Exercise:
Update the lines below by changing every "church" to "chapel", leaving all else as it is. Leave the pictures out of your answer.

[Coordinate labeling data]
<<<<

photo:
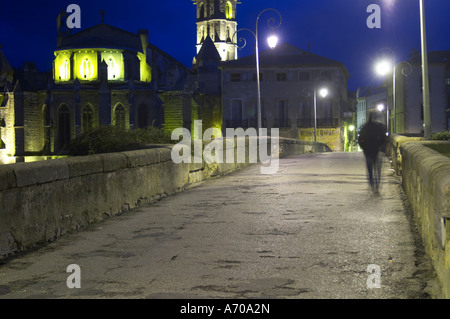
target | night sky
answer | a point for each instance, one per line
(334, 28)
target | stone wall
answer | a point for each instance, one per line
(42, 201)
(426, 181)
(393, 150)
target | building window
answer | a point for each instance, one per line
(261, 78)
(236, 113)
(282, 108)
(120, 117)
(88, 119)
(87, 69)
(113, 69)
(235, 77)
(64, 130)
(304, 76)
(281, 76)
(229, 10)
(64, 70)
(142, 116)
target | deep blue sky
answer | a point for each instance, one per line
(335, 28)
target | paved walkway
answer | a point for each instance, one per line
(310, 231)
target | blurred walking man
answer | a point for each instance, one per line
(372, 139)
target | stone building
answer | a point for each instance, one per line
(368, 99)
(217, 19)
(100, 76)
(288, 78)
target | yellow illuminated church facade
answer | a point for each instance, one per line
(104, 75)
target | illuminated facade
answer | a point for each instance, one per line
(100, 76)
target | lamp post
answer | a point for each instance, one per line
(384, 67)
(272, 41)
(426, 86)
(323, 92)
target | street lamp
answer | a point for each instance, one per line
(323, 92)
(425, 80)
(385, 67)
(272, 43)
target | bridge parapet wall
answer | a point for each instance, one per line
(426, 181)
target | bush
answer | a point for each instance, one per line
(108, 139)
(441, 136)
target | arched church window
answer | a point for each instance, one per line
(88, 119)
(64, 70)
(113, 69)
(229, 10)
(202, 12)
(86, 69)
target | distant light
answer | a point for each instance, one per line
(323, 92)
(273, 41)
(383, 68)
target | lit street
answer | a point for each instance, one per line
(309, 231)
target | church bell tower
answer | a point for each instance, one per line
(217, 19)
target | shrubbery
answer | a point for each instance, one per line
(108, 139)
(441, 136)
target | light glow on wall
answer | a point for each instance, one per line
(229, 11)
(86, 69)
(113, 69)
(64, 70)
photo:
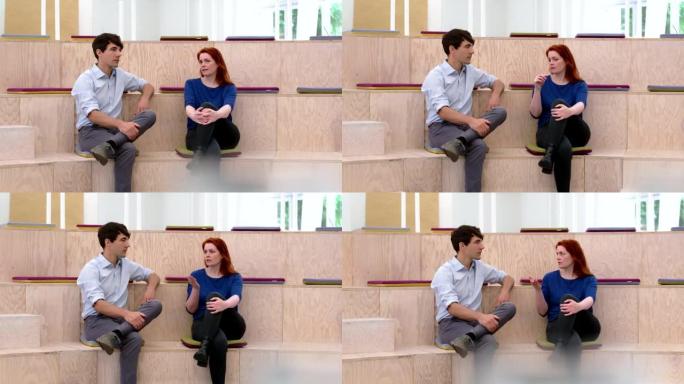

>>>>

Solved problem:
photo:
target | night sky
answer | a point for each instance, one per line
(334, 28)
target | stone wall
answer | a point for each instance, one per line
(42, 201)
(426, 181)
(393, 150)
target | building window
answer | a point for each instance, one per line
(261, 78)
(236, 113)
(282, 108)
(120, 117)
(88, 119)
(87, 69)
(113, 69)
(235, 77)
(64, 130)
(304, 76)
(281, 76)
(229, 10)
(64, 70)
(142, 116)
target | deep blue sky
answer | a point for each instance, one per line
(335, 28)
target | paved walkway
answer | a point for each instance, one per line
(310, 231)
target | blurred walking man
answer | a point for each instance, one per line
(372, 139)
target | stone building
answer | a point for each instance, one per line
(368, 99)
(217, 19)
(100, 76)
(288, 78)
target | yellow illuminated chapel facade
answer | a point for each instance, one per line
(104, 75)
target | illuminated facade
answer | a point for each instance, one per line
(100, 76)
target | lamp post
answer | a point for each instance, one per line
(384, 67)
(272, 41)
(426, 86)
(323, 92)
target | street lamp
answer | a point for each instance, one per line
(323, 92)
(425, 80)
(385, 67)
(272, 43)
target | bridge parapet wall
answer | a point for each instance, one per line
(426, 181)
target | bush
answer | a point for each instance, one per line
(108, 139)
(441, 136)
target | arched chapel window
answer | a point for each instance, one per line
(88, 119)
(64, 70)
(113, 69)
(229, 10)
(202, 12)
(86, 69)
target | distant light
answer | a point for each instance, one per line
(323, 92)
(273, 41)
(383, 68)
target | lit street
answer | a point for each instance, one per line
(309, 231)
target | chapel bell tower
answer | a point for each instance, one per line
(217, 19)
target | shrubbery
answer | a point for each instance, one per line
(108, 139)
(441, 136)
target | light glow on wall
answer | a point for each instance, one per line
(229, 11)
(86, 69)
(113, 69)
(64, 70)
photo:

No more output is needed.